## [WRITTEN EXERCISE]
All of the data must be printed exactly; please include every line.

## [EXTRACTED DATA]
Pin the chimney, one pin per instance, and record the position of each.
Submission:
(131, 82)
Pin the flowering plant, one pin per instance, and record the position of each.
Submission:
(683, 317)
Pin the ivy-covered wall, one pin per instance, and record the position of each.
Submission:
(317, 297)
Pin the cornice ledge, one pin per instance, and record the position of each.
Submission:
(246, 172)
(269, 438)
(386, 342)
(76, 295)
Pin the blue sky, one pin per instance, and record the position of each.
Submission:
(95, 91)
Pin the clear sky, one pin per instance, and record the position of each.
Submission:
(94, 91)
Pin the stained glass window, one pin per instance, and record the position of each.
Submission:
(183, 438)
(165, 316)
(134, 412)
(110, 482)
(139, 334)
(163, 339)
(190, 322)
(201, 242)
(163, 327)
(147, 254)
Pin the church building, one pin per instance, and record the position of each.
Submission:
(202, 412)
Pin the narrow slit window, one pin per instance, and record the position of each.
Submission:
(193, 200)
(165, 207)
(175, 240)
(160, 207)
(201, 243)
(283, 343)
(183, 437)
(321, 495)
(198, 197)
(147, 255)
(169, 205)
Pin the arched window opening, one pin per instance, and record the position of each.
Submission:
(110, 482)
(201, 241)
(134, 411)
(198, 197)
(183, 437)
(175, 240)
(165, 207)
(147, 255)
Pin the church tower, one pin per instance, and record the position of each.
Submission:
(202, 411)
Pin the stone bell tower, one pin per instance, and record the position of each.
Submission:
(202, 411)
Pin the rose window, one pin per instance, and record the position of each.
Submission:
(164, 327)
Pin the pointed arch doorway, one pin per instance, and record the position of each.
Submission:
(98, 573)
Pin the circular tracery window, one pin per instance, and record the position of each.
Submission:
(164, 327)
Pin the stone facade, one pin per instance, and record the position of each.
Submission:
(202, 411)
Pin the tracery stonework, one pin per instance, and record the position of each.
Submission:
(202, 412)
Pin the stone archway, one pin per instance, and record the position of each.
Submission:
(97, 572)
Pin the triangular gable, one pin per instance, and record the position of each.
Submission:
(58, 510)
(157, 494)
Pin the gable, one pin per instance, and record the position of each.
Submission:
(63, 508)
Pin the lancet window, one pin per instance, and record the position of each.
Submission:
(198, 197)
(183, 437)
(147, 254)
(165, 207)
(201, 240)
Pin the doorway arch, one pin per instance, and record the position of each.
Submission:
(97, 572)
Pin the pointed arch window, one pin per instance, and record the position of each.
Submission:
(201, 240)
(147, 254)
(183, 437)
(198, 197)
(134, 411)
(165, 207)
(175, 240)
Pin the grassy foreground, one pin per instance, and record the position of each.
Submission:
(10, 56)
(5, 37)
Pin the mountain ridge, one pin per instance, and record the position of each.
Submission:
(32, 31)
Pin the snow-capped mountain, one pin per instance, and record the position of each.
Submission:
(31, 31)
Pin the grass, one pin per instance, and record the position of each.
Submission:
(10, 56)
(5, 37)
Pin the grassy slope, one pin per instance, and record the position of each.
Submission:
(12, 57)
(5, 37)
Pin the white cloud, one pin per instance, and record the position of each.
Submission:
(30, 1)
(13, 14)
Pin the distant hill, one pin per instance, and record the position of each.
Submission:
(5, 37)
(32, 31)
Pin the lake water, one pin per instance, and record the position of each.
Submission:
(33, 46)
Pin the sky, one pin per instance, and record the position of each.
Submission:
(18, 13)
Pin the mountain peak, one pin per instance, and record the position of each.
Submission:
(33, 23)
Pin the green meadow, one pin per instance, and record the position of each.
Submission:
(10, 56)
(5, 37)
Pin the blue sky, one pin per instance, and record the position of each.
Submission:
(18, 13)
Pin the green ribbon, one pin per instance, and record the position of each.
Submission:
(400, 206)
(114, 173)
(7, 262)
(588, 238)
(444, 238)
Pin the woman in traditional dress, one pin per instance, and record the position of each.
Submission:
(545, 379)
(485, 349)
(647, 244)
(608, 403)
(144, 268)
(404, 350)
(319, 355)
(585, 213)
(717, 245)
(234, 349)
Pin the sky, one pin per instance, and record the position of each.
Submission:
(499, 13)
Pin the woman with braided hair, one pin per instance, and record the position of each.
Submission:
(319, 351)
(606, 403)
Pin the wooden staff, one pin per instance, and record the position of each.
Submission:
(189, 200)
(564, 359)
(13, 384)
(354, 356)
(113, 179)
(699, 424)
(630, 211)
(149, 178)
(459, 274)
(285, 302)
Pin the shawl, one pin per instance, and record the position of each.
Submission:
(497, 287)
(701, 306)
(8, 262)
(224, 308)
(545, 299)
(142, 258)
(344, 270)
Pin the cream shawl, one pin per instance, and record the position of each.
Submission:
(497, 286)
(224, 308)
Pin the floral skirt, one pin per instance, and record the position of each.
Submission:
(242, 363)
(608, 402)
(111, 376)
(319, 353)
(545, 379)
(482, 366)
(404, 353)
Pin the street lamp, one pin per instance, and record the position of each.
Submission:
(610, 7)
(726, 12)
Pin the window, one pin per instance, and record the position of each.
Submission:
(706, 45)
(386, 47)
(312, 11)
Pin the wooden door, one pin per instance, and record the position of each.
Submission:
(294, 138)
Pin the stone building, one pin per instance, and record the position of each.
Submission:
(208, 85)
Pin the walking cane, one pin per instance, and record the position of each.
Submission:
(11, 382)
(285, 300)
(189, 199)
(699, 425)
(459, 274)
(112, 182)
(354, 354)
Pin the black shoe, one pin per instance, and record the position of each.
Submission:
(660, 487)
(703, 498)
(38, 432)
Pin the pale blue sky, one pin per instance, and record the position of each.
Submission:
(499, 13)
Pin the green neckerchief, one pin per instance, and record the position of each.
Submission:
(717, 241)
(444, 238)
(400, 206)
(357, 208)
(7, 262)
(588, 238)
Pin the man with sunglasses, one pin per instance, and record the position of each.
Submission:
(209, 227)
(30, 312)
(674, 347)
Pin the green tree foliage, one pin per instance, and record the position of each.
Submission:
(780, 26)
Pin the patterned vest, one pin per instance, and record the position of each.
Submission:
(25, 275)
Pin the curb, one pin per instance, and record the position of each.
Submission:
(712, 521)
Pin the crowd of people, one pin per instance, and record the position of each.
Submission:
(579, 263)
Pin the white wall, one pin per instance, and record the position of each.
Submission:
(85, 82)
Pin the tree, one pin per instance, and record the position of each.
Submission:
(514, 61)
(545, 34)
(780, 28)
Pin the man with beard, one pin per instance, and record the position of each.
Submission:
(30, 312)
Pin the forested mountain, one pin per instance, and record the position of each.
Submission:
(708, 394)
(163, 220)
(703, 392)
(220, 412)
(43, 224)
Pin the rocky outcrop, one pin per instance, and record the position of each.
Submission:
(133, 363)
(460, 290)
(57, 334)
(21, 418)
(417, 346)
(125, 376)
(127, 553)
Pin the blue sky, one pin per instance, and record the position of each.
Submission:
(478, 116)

## [SOLUTION BELOW]
Pin the chimney, one pin per instance, and record the position of each.
Submission:
(131, 82)
Pin the flowering plant, one pin per instance, and record the position of each.
Submission:
(683, 317)
Pin the ivy-covered wall, one pin per instance, and record the position of each.
Submission:
(317, 297)
Pin the cornice ledge, one pin per instance, and record the position of each.
Submission:
(246, 172)
(269, 438)
(386, 342)
(76, 295)
Pin the blue sky, one pin per instance, and record the position of each.
Submission:
(95, 91)
Pin the clear sky, one pin per instance, and record the position of each.
Submission:
(94, 91)
Pin the stained glass window, one pin per instance, and record the position of each.
Submission:
(183, 438)
(165, 316)
(134, 412)
(110, 482)
(139, 334)
(163, 339)
(190, 322)
(201, 242)
(163, 327)
(147, 254)
Pin the church building, one pin per instance, and record the position of each.
Submission:
(202, 412)
Pin the narrow slit window, one pin per instance, and record the position of each.
Submission:
(193, 200)
(165, 207)
(175, 240)
(160, 207)
(201, 243)
(283, 343)
(183, 437)
(321, 495)
(198, 197)
(147, 255)
(169, 205)
Pin the arched window opening, one pin per instance, and record the position of each.
Submission:
(110, 482)
(201, 241)
(134, 411)
(198, 197)
(183, 437)
(175, 240)
(165, 207)
(147, 255)
Pin the church tower, one pin per instance, and record the position of each.
Submission:
(202, 411)
Pin the stone bell tower, one pin per instance, and record the position of each.
Submission:
(202, 411)
Pin the rose window, one pin per instance, and record the position of each.
Submission:
(164, 327)
Pin the pointed arch doorway, one pin per instance, and record the position of each.
Submission:
(98, 573)
Pin the circular tracery window, one pin per instance, and record the position of each.
Submission:
(164, 327)
Pin the stone facade, one pin per instance, and record the position of each.
Submission:
(202, 411)
Pin the tracery stonework, one pin per instance, and record the position of each.
Submission:
(202, 412)
Pin the stone archway, one pin per instance, and record the position of each.
Submission:
(97, 572)
Pin the triangular gable, one pin per instance, and record the position of each.
Submission:
(58, 510)
(157, 494)
Pin the gable, one pin per instance, and record the position of each.
Submission:
(63, 508)
Pin the lancet window, one pin per instance, and record the position of each.
Submission:
(198, 197)
(183, 437)
(147, 254)
(165, 207)
(201, 240)
Pin the doorway arch, one pin per instance, and record the position of each.
Submission:
(97, 572)
Pin the pointed arch window, one pin per instance, and record the position of each.
Submission:
(201, 240)
(147, 254)
(183, 437)
(198, 197)
(134, 411)
(165, 207)
(175, 240)
Pin the grassy foreground, one pin per instance, and record the position of each.
Submission:
(10, 56)
(5, 37)
Pin the mountain ridge, one pin per instance, and record the position of each.
Submission:
(32, 31)
Pin the snow-capped mountain, one pin per instance, and record the position of each.
Submission:
(31, 31)
Pin the grass, one pin per instance, and record the position of each.
Submission:
(10, 56)
(5, 37)
Pin the grassy slope, one pin per instance, and record the position of each.
Submission:
(12, 57)
(5, 37)
Pin the white cloud, one pin per instance, and record the position of each.
Submission:
(30, 1)
(13, 14)
Pin the distant hill, one pin per instance, and record the position of each.
Submission:
(5, 37)
(32, 31)
Pin the lake water, one pin per instance, and record the position of each.
Submission:
(33, 46)
Pin the sky, one pin per instance, and record the position of each.
Submission:
(18, 13)
Pin the mountain peak, one pin per instance, and record the position of each.
Submission:
(33, 23)
Pin the green meadow, one pin per instance, and record the position of each.
Submission:
(10, 56)
(5, 37)
Pin the blue sky, one pin per instance, and record the position of each.
Submission:
(18, 13)
Pin the green ribbon, one pin per instance, and record the position of each.
Submission:
(400, 206)
(114, 173)
(7, 262)
(588, 238)
(444, 238)
Pin the woman in traditional dress, one pin per instance, and record the position of each.
Submission:
(545, 379)
(485, 349)
(647, 244)
(608, 403)
(144, 268)
(404, 350)
(319, 355)
(585, 213)
(717, 245)
(234, 349)
Pin the sky, one pin per instance, and record the position of each.
Submission:
(499, 13)
Pin the woman with braided hair, one pin per instance, and record the position of each.
Submission:
(319, 351)
(606, 403)
Pin the wooden staff, one pin per instance, and record the position of each.
Submission:
(189, 200)
(564, 359)
(13, 384)
(354, 356)
(113, 179)
(699, 424)
(630, 211)
(149, 178)
(459, 274)
(285, 302)
Pin the shawl, one pin per instance, and record the position of each.
Submission:
(497, 287)
(701, 306)
(8, 262)
(224, 308)
(545, 299)
(142, 258)
(344, 270)
Pin the cream shawl, one pin per instance, and record the position of each.
Submission:
(497, 286)
(224, 308)
Pin the floral skirt, one pin per instance, and record the position of each.
Submission:
(242, 363)
(608, 402)
(111, 376)
(319, 353)
(545, 379)
(482, 366)
(404, 353)
Pin the street lamp, one pin per instance, and record the position of each.
Submission:
(610, 7)
(726, 12)
Pin the window, one pin per instance, and record the position of each.
Submission:
(706, 45)
(386, 47)
(312, 11)
Pin the wooden door, one pin per instance, and record the position of each.
Submission:
(294, 138)
Pin the stone building, one pin per instance, and record the position of each.
Submission:
(208, 85)
Pin the walking cane, one pin per instance, and record the position of each.
Submission:
(11, 382)
(285, 300)
(189, 199)
(699, 425)
(459, 274)
(112, 182)
(354, 354)
Pin the black shoe, one pin per instance, and record the position of each.
Submission:
(660, 487)
(703, 498)
(38, 432)
Pin the pale blue sky, one pin per instance, and record the position of each.
Submission:
(499, 13)
Pin the green neckerchief, one pin per instance, and record the position of each.
Submission:
(717, 241)
(444, 238)
(400, 206)
(357, 208)
(7, 262)
(588, 238)
Pin the man with sunglasses, one pin per instance, and record the position of each.
Submission:
(209, 227)
(30, 312)
(674, 347)
Pin the green tree foliage, one pin per instance, and record the position of each.
Submission:
(780, 26)
Pin the patterned vest, one pin per instance, and record the position of each.
Submission:
(25, 275)
Pin the curb, one pin per instance, and record the position of each.
Submission:
(712, 521)
Pin the crowd of people, one pin per instance, and record the position of each.
Submission:
(579, 263)
Pin the white wall, one pin per instance, and record the position of each.
Submission:
(85, 82)
Pin the tree, one pin per instance, and record the position of each.
Submission:
(514, 61)
(545, 34)
(780, 28)
Pin the man with beard, one pin per instance, and record the position of each.
Submission:
(30, 312)
Pin the forested mountain, one pin per instance, and record the position of each.
Submission:
(708, 394)
(163, 220)
(703, 392)
(220, 412)
(43, 224)
Pin the rocky outcrop, one pin per instance, and record the position of each.
Submission:
(133, 363)
(460, 290)
(57, 334)
(21, 418)
(417, 346)
(125, 376)
(127, 553)
Pin the blue sky, one pin per instance, and record the position of each.
Submission:
(478, 116)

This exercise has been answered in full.